Referring expression data:
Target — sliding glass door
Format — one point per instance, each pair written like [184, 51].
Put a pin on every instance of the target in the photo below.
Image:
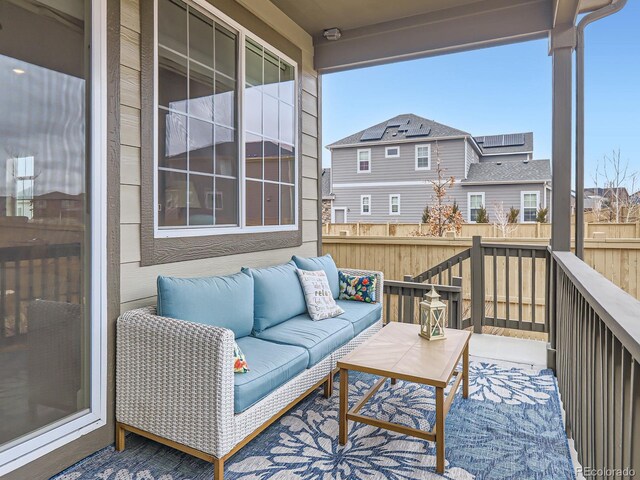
[47, 328]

WORK REQUIRED: Transcribe exactly the span of lines from the line holding "Format — one" through the last line above, both included. Pictures stay out.

EXERCISE SOLUTION:
Format — one point per instance, each pair written like [184, 51].
Put a pin on every instance of the target in the photo below.
Image:
[47, 328]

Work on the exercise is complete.